Lorsque dix ans seront passés


“À première vue, un ancien maçon afghan de 46 ans, une étudiante cambodgienne de 16 ans et un jeune libanais de 11 ans, ne semblent pas avoir grand-chose en commun. Pourtant, tous trois ont été les victimes innocentes de mines terrestres. Tous trois souffrent de blessures terribles pour le restant de leur vie. Et tous trois paient le lourd tribut de conflits auxquels ils n’ont pas participé, ayant été blessés parfois des années ou même des décennies après la fin des combats.” (Comité international de la Croix Rouge)

Plusieurs dizaines de contrées sont encore infestées de mines antipersonnel, en Afrique, en Asie, en Amérique du Sud, où des centaines de millions de ces charges explosives ont été disséminées au cours des conflits qui ont ensanglanté le XXème siècle. Faut-il préciser que les mines terrestres sont les seules armes qui continuent à tuer après la fin des combats?
Malgré l’action des ONG, le carnage se prolonge. Chaque année, des milliers d’innocents sont gravement mutilés quand ils ne sont pas tués. “Je vais à la rizière, le soleil se lève sur l’horizon/ Je fredonne une chanson quand soudain…”. C’est CharlÉlie Couture qui souligne ainsi la cruauté du quotidien et rappelle l’insupportable vérité : “Entre les pierres et les roses/ Toutes les vingt minutes, une bombe explose” (Je suis miné, 2006). Nulle part l’impondérable n’est aussi barbare.
En 2006, les mines antipersonnel auraient explosé 5 750 vies. 34% des victimes sont des enfants, enfants-soldats pour nombre d’entre eux… “Déchiqu’tés aux champs de mines/ […] Pour les idées de leurs pères” (Morts les enfants) fulminait Renaud en 1985, tandis qu’Yves Duteil dénonçait le scandale de ce massacre: “Quel testament, quelle évangile/ Quelle main aveugle et imbécile/ Peut condamner tant d’innocence/ À tant de larmes et de souffrance?” (Pour les enfants du monde entier, 1987).
Le 3 décembre 1997 a été signée la Convention d’Ottawa sur l’interdiction des mines antipersonnel. Ratifié par 133 nations, cet accord international n’est entré en vigueur qu’en mars 1999. Cependant ne nions pas les progrès accomplis : cinquante-et-un pays produisaient des mines en 1999, ils ne sont plus que treize aujourd’hui, dont la Chine, l’Inde, l’Iran, la Russie et les États-Unis. Seize recourraient aux mines, ils ne sont plus que deux à l’admettre : la Birmanie et la Russie. Mais 176 millions de mines susceptibles d’être utilisées sont encore stockées dans le monde, dont 110 millions rien qu’en Chine.

**CE QUE VOUS FEREZ:**
Répondez brièvement aux questions suivantes d'après le texte sur les mines antipersonnel.
(a) À quelle date la Convention d'Ottawa a-t-elle été signée ?
(b) Quel pourcentage des victimes de 2006 sont des enfants ?
(c) Combien de mines sont stockées en Chine ?

[Entrées du jeu de données]
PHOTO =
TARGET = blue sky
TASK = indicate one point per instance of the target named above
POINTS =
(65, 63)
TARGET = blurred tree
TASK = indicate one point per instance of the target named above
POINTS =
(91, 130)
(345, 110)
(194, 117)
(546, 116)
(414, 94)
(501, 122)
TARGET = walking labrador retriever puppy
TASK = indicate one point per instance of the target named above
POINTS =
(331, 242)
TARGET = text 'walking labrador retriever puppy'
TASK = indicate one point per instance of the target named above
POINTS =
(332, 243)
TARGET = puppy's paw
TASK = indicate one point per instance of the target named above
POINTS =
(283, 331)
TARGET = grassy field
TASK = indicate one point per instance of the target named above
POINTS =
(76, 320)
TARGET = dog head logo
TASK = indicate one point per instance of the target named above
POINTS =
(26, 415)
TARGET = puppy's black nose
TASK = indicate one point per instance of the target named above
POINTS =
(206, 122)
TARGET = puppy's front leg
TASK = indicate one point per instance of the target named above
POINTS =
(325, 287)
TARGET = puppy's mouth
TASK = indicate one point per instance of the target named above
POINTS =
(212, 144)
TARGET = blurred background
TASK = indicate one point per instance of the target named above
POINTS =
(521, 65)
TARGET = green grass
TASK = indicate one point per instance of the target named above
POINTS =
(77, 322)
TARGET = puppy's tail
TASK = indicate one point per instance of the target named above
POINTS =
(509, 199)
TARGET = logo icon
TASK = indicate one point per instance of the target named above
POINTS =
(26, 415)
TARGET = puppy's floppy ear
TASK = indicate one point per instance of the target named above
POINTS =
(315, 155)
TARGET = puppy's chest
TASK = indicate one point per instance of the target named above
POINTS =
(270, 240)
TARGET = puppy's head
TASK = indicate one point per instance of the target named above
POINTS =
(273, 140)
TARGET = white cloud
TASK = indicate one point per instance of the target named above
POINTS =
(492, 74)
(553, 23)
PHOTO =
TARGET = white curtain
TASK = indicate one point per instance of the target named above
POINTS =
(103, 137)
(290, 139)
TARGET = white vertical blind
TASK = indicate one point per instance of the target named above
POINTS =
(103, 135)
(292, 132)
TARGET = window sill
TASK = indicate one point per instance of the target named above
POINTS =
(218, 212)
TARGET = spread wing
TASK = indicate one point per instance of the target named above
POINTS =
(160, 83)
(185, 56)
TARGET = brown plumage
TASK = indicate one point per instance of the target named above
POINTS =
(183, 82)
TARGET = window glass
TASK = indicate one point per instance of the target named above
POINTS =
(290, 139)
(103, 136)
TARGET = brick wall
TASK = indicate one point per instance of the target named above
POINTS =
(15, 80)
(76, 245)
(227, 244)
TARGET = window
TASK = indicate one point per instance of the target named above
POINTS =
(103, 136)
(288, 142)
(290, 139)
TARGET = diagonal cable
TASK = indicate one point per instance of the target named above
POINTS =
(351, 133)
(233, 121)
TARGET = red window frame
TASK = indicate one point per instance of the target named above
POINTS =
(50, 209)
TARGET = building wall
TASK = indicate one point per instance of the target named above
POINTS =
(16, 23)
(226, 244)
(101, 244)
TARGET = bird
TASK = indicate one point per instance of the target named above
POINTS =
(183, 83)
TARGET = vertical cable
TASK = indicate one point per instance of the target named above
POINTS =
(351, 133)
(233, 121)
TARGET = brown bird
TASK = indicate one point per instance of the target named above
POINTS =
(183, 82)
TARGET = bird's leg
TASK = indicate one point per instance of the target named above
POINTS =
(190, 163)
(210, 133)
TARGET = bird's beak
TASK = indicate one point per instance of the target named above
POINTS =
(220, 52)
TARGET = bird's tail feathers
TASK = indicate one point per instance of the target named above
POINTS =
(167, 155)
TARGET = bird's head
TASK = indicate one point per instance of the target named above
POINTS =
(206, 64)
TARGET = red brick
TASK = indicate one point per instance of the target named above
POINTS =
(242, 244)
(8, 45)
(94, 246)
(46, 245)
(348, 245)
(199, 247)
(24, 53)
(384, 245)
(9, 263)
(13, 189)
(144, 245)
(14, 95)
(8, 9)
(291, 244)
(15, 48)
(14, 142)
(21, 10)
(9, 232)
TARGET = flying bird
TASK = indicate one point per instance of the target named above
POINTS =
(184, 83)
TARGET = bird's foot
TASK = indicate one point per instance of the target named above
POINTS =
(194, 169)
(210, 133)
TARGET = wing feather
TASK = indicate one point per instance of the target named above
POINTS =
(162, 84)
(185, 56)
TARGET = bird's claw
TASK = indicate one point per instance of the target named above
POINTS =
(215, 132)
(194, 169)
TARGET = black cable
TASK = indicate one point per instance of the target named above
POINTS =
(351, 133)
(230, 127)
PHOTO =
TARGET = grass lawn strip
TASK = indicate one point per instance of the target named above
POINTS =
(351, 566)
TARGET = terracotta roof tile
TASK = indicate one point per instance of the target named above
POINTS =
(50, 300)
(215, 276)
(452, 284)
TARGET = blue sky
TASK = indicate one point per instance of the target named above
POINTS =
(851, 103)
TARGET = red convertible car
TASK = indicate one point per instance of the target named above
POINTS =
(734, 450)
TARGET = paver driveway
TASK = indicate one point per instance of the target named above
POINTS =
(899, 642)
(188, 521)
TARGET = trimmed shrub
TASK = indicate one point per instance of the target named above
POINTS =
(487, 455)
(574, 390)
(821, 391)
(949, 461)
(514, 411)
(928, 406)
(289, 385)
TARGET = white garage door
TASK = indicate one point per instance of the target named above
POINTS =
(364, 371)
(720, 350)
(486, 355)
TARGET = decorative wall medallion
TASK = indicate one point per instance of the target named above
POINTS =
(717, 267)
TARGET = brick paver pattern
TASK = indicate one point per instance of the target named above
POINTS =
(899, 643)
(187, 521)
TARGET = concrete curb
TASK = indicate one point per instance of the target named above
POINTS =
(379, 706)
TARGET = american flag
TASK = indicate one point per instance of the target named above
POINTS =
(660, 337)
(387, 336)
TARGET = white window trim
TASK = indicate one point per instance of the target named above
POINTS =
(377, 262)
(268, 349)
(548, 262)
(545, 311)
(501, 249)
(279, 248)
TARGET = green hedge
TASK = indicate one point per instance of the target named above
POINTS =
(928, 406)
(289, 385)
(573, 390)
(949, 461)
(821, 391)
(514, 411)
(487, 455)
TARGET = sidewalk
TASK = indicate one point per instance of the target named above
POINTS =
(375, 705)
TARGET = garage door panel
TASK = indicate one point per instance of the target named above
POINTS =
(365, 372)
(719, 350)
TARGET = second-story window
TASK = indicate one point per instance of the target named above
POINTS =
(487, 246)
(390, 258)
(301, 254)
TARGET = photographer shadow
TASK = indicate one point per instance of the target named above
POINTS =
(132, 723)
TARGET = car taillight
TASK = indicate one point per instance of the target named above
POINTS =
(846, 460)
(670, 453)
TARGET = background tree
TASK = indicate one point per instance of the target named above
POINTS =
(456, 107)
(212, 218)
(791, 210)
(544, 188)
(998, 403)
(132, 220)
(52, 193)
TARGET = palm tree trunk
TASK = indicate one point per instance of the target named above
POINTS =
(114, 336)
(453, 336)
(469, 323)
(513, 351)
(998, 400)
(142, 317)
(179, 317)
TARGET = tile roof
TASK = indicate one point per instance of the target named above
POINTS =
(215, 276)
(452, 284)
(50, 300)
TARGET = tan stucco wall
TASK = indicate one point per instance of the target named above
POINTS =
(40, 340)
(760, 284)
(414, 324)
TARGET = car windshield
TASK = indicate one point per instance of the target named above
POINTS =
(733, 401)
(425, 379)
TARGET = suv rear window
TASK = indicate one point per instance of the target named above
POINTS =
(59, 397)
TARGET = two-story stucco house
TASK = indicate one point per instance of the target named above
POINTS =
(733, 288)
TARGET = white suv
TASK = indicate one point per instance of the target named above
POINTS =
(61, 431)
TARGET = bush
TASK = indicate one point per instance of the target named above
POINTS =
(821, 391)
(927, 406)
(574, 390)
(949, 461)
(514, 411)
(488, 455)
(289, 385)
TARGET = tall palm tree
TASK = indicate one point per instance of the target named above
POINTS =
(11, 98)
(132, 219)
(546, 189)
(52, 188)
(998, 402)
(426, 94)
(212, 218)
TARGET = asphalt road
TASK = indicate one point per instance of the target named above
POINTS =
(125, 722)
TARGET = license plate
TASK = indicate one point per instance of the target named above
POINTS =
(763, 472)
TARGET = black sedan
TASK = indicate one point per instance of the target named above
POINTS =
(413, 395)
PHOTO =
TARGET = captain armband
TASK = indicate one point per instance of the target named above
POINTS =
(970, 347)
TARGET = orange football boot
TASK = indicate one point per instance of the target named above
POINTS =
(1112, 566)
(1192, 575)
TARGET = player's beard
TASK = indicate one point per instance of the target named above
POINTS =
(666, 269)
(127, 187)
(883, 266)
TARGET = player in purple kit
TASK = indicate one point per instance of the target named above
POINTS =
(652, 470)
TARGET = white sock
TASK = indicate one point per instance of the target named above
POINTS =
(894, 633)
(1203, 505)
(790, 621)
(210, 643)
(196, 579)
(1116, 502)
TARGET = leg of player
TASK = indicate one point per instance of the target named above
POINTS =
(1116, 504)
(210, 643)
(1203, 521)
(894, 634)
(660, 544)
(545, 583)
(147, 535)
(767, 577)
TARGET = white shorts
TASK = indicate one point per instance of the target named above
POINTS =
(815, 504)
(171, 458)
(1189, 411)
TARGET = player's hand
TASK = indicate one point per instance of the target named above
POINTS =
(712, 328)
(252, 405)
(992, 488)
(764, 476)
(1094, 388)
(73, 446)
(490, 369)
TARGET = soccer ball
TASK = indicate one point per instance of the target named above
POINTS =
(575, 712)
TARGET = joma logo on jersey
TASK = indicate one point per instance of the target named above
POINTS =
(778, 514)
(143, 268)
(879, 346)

**VOTRE RÉPONSE:**
(a) Le 3 décembre 1997.
(b) 34 %.
(c) 110 millions.